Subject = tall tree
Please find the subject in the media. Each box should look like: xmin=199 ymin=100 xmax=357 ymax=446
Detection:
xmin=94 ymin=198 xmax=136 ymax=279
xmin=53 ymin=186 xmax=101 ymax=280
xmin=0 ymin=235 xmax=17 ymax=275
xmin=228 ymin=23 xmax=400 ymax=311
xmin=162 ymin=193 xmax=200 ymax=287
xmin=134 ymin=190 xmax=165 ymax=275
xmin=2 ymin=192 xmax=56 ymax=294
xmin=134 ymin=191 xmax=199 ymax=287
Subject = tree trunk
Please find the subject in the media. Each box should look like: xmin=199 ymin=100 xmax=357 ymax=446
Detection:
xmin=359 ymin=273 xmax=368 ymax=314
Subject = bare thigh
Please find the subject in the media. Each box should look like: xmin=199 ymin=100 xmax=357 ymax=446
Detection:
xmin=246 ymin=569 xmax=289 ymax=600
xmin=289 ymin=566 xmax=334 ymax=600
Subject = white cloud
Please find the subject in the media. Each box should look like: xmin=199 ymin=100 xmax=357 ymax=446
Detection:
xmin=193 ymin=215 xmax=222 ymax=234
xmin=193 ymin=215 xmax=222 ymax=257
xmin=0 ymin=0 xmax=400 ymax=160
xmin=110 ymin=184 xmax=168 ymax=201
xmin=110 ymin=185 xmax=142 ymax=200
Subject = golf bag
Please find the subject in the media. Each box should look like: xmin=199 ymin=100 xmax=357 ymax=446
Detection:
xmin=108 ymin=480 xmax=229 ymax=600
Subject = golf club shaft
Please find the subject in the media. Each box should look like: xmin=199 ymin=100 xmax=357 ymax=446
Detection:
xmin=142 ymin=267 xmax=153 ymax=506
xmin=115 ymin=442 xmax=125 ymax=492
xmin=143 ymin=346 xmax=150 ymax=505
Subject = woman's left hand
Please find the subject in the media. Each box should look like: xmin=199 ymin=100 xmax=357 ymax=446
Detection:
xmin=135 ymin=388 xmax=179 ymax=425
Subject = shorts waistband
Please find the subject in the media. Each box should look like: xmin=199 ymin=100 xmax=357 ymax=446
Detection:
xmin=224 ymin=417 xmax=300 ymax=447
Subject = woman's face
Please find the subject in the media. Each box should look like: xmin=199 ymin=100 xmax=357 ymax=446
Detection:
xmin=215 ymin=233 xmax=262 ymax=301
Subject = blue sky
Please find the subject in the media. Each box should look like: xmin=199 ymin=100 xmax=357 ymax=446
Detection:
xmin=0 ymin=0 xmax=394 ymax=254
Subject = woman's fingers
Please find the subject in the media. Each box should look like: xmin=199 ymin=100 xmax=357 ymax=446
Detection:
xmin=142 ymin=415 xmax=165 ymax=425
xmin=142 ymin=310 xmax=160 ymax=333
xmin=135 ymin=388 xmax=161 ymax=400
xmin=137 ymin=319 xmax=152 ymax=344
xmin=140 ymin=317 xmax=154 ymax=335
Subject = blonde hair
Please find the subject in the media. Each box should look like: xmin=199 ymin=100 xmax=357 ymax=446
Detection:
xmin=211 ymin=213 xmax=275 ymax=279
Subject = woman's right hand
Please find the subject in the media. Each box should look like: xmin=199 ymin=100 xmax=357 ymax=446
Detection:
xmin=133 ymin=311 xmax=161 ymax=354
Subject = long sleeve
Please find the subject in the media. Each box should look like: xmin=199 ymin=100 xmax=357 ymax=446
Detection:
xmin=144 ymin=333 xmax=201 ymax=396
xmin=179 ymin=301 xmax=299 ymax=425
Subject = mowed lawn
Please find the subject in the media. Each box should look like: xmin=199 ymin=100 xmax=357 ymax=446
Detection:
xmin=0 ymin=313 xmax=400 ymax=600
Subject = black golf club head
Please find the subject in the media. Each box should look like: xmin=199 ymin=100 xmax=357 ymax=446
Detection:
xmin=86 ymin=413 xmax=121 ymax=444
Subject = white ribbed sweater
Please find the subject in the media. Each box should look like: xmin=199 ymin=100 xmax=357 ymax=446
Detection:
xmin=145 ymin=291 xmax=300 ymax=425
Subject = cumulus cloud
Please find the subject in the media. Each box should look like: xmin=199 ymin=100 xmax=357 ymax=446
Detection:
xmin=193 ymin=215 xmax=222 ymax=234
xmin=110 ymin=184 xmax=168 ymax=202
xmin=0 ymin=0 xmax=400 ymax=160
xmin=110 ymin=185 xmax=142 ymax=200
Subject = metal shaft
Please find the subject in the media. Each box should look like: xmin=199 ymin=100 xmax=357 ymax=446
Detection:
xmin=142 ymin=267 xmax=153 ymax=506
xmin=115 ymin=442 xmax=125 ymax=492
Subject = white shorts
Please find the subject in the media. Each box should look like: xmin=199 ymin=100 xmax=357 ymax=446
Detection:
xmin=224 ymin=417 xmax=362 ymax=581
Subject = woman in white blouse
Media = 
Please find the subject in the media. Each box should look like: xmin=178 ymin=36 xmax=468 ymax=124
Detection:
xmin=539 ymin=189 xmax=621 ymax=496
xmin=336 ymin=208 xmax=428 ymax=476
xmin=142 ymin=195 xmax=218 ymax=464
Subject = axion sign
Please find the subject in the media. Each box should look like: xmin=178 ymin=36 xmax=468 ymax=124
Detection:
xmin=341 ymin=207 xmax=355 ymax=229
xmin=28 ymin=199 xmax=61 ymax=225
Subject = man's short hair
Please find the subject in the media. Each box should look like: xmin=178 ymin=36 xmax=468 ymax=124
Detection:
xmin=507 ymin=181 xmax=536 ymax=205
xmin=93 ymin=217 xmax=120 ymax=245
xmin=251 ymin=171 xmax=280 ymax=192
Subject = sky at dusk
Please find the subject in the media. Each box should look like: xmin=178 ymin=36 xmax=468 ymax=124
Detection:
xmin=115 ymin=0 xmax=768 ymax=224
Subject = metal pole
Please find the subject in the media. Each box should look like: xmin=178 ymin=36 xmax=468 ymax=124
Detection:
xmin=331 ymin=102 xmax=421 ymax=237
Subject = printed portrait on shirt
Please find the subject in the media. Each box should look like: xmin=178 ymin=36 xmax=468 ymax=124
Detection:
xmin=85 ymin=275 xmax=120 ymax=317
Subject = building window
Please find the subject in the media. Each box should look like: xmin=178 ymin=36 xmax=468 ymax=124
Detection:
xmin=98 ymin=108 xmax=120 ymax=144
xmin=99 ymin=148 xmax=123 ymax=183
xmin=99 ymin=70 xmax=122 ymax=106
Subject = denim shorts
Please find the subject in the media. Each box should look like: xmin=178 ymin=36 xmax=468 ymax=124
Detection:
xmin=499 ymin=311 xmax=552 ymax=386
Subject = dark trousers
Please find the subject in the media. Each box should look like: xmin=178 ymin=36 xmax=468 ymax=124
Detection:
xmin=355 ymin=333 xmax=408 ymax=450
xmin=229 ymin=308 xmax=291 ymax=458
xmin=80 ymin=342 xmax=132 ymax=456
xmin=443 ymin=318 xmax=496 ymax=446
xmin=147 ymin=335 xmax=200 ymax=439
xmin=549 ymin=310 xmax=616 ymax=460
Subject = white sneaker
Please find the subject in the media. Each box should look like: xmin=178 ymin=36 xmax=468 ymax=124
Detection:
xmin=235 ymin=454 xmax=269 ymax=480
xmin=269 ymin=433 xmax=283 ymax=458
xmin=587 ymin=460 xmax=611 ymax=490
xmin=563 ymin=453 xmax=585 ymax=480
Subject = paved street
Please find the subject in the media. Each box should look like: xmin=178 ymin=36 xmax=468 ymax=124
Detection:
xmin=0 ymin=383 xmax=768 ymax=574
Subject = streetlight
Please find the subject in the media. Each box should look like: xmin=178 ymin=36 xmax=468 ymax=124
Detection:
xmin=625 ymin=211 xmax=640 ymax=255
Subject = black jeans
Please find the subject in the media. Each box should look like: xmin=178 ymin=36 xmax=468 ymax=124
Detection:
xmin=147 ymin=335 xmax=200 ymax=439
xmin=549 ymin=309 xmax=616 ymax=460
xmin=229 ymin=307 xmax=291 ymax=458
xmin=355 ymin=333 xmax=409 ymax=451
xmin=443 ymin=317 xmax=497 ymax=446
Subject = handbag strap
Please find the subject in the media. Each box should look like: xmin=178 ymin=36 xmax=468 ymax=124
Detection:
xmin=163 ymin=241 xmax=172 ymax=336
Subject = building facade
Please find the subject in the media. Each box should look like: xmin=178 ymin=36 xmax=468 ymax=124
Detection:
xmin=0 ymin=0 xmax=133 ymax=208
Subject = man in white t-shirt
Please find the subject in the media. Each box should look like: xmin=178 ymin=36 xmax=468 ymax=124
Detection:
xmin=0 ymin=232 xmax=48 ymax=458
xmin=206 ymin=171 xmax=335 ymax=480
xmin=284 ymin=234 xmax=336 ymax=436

+-------+

Gather every line of the records that contains the word "shorts", and treat case as significant.

Subject = shorts waistband
Subject = white shorts
Subject = denim shorts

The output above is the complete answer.